_Aim of the task_. Wherever a picture appears, leave it out, and transcribe the rest of the records exactly.

--- Stored data Enclosed Below ---

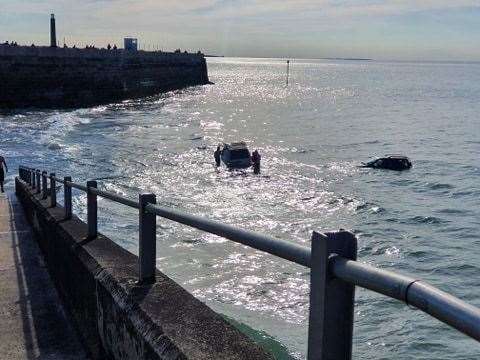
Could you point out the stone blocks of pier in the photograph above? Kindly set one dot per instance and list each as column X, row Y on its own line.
column 115, row 316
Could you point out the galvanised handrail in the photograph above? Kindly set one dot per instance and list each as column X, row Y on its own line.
column 331, row 258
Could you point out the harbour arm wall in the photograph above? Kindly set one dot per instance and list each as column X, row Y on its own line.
column 47, row 77
column 115, row 316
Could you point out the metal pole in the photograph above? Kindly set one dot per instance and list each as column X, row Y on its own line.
column 91, row 210
column 53, row 190
column 67, row 195
column 330, row 327
column 44, row 185
column 288, row 70
column 147, row 252
column 38, row 182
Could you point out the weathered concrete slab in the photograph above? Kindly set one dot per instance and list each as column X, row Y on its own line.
column 117, row 317
column 33, row 324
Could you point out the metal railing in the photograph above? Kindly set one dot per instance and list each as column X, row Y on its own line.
column 331, row 258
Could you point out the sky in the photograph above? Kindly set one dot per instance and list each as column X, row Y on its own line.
column 441, row 30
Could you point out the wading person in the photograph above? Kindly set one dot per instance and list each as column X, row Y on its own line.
column 256, row 162
column 216, row 155
column 2, row 174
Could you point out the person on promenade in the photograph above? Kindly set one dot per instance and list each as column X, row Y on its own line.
column 2, row 174
column 256, row 162
column 216, row 155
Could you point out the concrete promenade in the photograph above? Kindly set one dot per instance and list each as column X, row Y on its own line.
column 33, row 324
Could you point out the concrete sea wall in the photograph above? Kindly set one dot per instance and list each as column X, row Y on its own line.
column 44, row 77
column 115, row 317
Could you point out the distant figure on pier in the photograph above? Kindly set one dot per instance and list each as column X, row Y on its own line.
column 2, row 174
column 256, row 162
column 216, row 155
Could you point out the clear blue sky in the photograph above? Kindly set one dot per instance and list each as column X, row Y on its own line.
column 381, row 29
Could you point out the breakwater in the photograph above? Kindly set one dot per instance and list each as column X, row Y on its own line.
column 117, row 317
column 46, row 77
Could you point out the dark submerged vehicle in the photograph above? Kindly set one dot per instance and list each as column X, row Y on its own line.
column 236, row 155
column 390, row 162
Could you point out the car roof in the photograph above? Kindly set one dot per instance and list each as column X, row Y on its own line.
column 396, row 156
column 237, row 146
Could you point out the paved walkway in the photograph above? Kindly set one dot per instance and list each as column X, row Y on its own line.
column 33, row 324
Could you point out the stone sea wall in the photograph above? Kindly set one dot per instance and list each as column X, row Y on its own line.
column 116, row 317
column 44, row 77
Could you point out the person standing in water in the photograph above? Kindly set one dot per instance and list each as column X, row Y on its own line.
column 216, row 155
column 256, row 162
column 2, row 174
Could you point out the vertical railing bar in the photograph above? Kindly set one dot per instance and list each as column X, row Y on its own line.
column 38, row 187
column 147, row 240
column 330, row 327
column 92, row 219
column 53, row 190
column 44, row 185
column 67, row 195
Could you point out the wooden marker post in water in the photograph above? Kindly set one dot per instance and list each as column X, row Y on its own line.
column 288, row 70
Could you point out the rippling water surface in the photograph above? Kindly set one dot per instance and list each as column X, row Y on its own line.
column 312, row 135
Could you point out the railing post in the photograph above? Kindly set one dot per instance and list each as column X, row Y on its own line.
column 330, row 327
column 38, row 182
column 53, row 190
column 67, row 195
column 147, row 240
column 44, row 185
column 92, row 210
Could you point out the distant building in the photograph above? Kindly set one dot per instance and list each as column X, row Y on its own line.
column 130, row 44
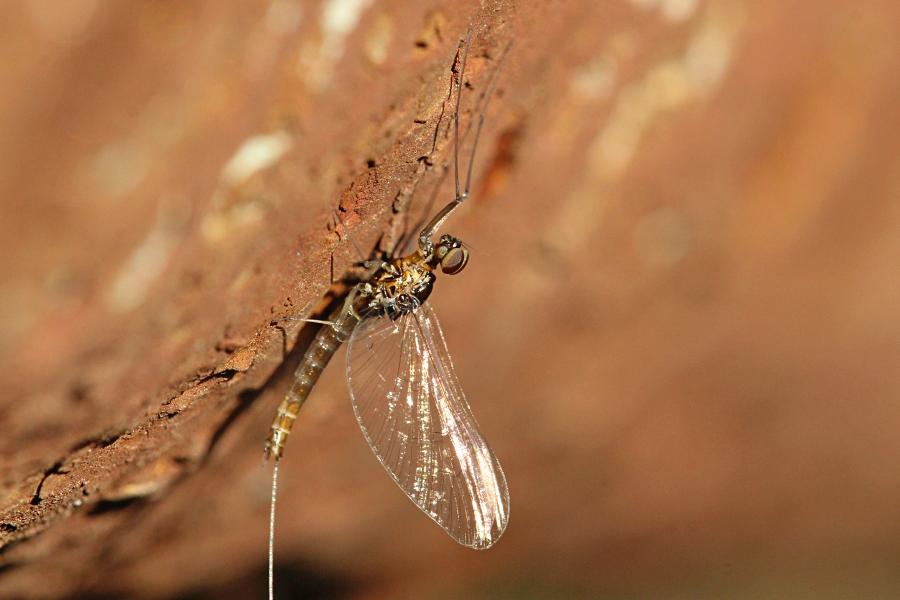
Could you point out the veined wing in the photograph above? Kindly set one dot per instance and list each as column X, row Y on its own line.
column 414, row 415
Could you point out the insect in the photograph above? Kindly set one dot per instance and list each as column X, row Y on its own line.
column 406, row 397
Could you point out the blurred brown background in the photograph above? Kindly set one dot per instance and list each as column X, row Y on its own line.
column 680, row 327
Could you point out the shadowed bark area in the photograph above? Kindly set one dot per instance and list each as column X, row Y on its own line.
column 679, row 326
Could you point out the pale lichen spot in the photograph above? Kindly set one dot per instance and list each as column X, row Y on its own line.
column 663, row 237
column 118, row 168
column 337, row 20
column 257, row 153
column 596, row 79
column 61, row 22
column 678, row 11
column 148, row 261
column 378, row 41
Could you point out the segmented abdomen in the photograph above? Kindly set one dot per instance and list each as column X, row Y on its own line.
column 327, row 341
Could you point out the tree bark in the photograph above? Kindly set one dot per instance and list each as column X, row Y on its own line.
column 678, row 323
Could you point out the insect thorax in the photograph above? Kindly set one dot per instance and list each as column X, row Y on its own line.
column 401, row 286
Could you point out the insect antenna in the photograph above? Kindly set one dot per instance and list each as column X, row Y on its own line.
column 272, row 531
column 462, row 192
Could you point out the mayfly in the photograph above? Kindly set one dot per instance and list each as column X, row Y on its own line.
column 405, row 393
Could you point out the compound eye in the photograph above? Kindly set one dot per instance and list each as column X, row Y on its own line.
column 454, row 260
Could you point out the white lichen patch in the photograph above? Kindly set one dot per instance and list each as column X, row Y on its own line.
column 674, row 11
column 148, row 261
column 665, row 88
column 283, row 17
column 337, row 20
column 379, row 38
column 256, row 154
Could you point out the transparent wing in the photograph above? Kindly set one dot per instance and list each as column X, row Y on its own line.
column 414, row 415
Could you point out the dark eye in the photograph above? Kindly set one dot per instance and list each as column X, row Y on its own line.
column 454, row 260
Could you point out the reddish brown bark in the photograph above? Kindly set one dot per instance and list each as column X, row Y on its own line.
column 679, row 327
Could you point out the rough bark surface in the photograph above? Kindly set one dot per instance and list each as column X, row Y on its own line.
column 679, row 327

--- End of Enclosed Stored data ---

_Output for this exercise_.
Could you point out the stone blocks of pier in the photograph above? Kindly set one dot per instance and list each as column X, row Y on its own line.
column 115, row 316
Could you point out the galvanised handrail in the photograph above? Kindly set one dot per instance and list each as column X, row Y on its own line.
column 331, row 258
Could you point out the harbour arm wall in the photograph above? Kindly set one dot per instance and list each as column X, row Y on its own line.
column 47, row 77
column 115, row 316
Could you point out the metal pole in the photograph above? Kindly set one dot per instance and list each as column X, row Y on its own line.
column 91, row 210
column 53, row 190
column 67, row 195
column 330, row 327
column 44, row 185
column 288, row 70
column 147, row 252
column 38, row 182
Could you point out the weathered concrete slab in the photograph above? Kindly set one dot per instance and list each as column X, row Y on its own line.
column 117, row 317
column 33, row 324
Could you point out the metal railing in the photograph above? Kindly set one dot per instance and list each as column X, row Y on its own line.
column 331, row 258
Could you point out the sky in the photograph above? Kindly set one dot per instance and list each as column X, row Y on its own line.
column 441, row 30
Could you point out the wading person in the photograph above? Kindly set one dot per instance and list each as column X, row Y on its own line.
column 256, row 162
column 216, row 155
column 2, row 174
Could you point out the person on promenade in the photograph above? Kindly set one dot per instance and list each as column X, row Y on its own line.
column 2, row 174
column 256, row 162
column 216, row 155
Could you point out the concrete promenade in the photograph above? Kindly set one dot per instance and list each as column X, row Y on its own line.
column 33, row 324
Could you point out the concrete sea wall in the photograph above? Kindly set one dot per instance and list each as column X, row Y on its own line.
column 44, row 77
column 115, row 317
Could you point out the distant figure on pier in the photograph above? Kindly set one dot per instance and list each as column X, row Y on its own line.
column 2, row 174
column 256, row 162
column 216, row 155
Could you point out the clear blue sky in the photograph above? Kindly set one dot per instance and list each as column X, row Y on its own line.
column 381, row 29
Could you point out the breakwater in the photograph above? Kindly set one dot per instance and list each as column X, row Y on its own line.
column 117, row 317
column 46, row 77
Could you point out the dark submerged vehicle in the photograph above? Kindly set one dot per instance and list each as column X, row Y on its own line.
column 236, row 155
column 390, row 162
Could you point out the car roof in the photograph above? Kindly set one dot per instance and list each as column X, row Y on its own line.
column 396, row 156
column 237, row 146
Could you point out the paved walkway in the photograph above? Kindly set one dot per instance and list each as column X, row Y on its own line.
column 33, row 324
Could you point out the stone sea wall in the photograph above? Kindly set one dot per instance and list each as column X, row Y on its own line.
column 116, row 317
column 44, row 77
Could you point out the person standing in water in the photograph above? Kindly set one dot per instance and list each as column X, row Y on its own line.
column 216, row 155
column 256, row 162
column 2, row 174
Could you point out the vertical railing bar in the photograph above? Kindly set one dot per instance and list each as column X, row Y on its own line.
column 38, row 187
column 147, row 240
column 330, row 327
column 92, row 219
column 53, row 190
column 44, row 185
column 67, row 195
Could you point out the wooden marker post in water in the photograph above? Kindly set one dot per instance and list each as column X, row Y on its own line.
column 288, row 70
Could you point out the rippling water surface in the photograph above? Kindly set one dot per instance and list each as column X, row Y on its own line.
column 312, row 135
Could you point out the railing post in the photograph above? Kindly set one dot per instance and list each as column X, row Y on its own line.
column 330, row 327
column 38, row 182
column 53, row 190
column 67, row 195
column 147, row 240
column 44, row 185
column 92, row 210
Could you point out the distant building in the photograph above? Kindly set one dot per instance and list each as column X, row Y on its own line.
column 130, row 44
Could you point out the veined wing in the photograph above? Kindly set one dot per instance and list each as column X, row Y on its own line.
column 414, row 415
Could you point out the insect in the photograph above? Kindly set one dot per instance and list each as column X, row Y on its own line.
column 406, row 397
Could you point out the blurred brown background in the photograph above? Kindly set one dot per instance and list each as column X, row Y on its own line.
column 680, row 327
Could you point out the shadowed bark area in the photograph above? Kindly set one dot per instance and list each as column X, row Y on its own line.
column 679, row 326
Could you point out the pale lichen spot in the photograph above? Kindly set one dot per instance and list each as column X, row Y on its own line.
column 663, row 237
column 118, row 168
column 337, row 20
column 257, row 153
column 596, row 79
column 61, row 22
column 678, row 11
column 148, row 261
column 378, row 41
Could you point out the segmented abdomen in the photograph above? Kindly set one dot per instance and list each as column X, row Y on its own line.
column 327, row 341
Could you point out the tree bark in the photograph above? Kindly set one dot per instance and list each as column X, row Y on its own line.
column 678, row 323
Could you point out the insect thorax in the photograph above? Kindly set one dot per instance and list each as column X, row Y on its own line.
column 401, row 286
Could you point out the insect antenna in the photograph above? Kindly set one dot per instance and list each as column X, row Y on its own line.
column 272, row 531
column 462, row 192
Could you point out the mayfly in the photograph above? Kindly set one dot per instance and list each as column X, row Y on its own line.
column 405, row 393
Could you point out the compound eye in the photograph above? Kindly set one dot per instance and list each as column X, row Y on its own line.
column 454, row 260
Could you point out the white lichen patch in the photograph above? Kindly set one dot per instance and list each as column X, row Y on its own line.
column 674, row 11
column 148, row 261
column 665, row 88
column 283, row 17
column 337, row 20
column 379, row 38
column 256, row 154
Could you point out the transparent wing in the photograph above? Kindly set one dot per instance and list each as column X, row Y on its own line.
column 414, row 415
Could you point out the dark eye in the photograph above? Kindly set one dot per instance and list each as column X, row Y on its own line.
column 454, row 260
Could you point out the reddish brown bark in the photograph above? Kindly set one dot per instance and list each as column X, row Y on its own line.
column 679, row 327
Could you point out the rough bark surface in the photograph above? Kindly set one dot per instance and list each as column X, row Y on its own line.
column 679, row 327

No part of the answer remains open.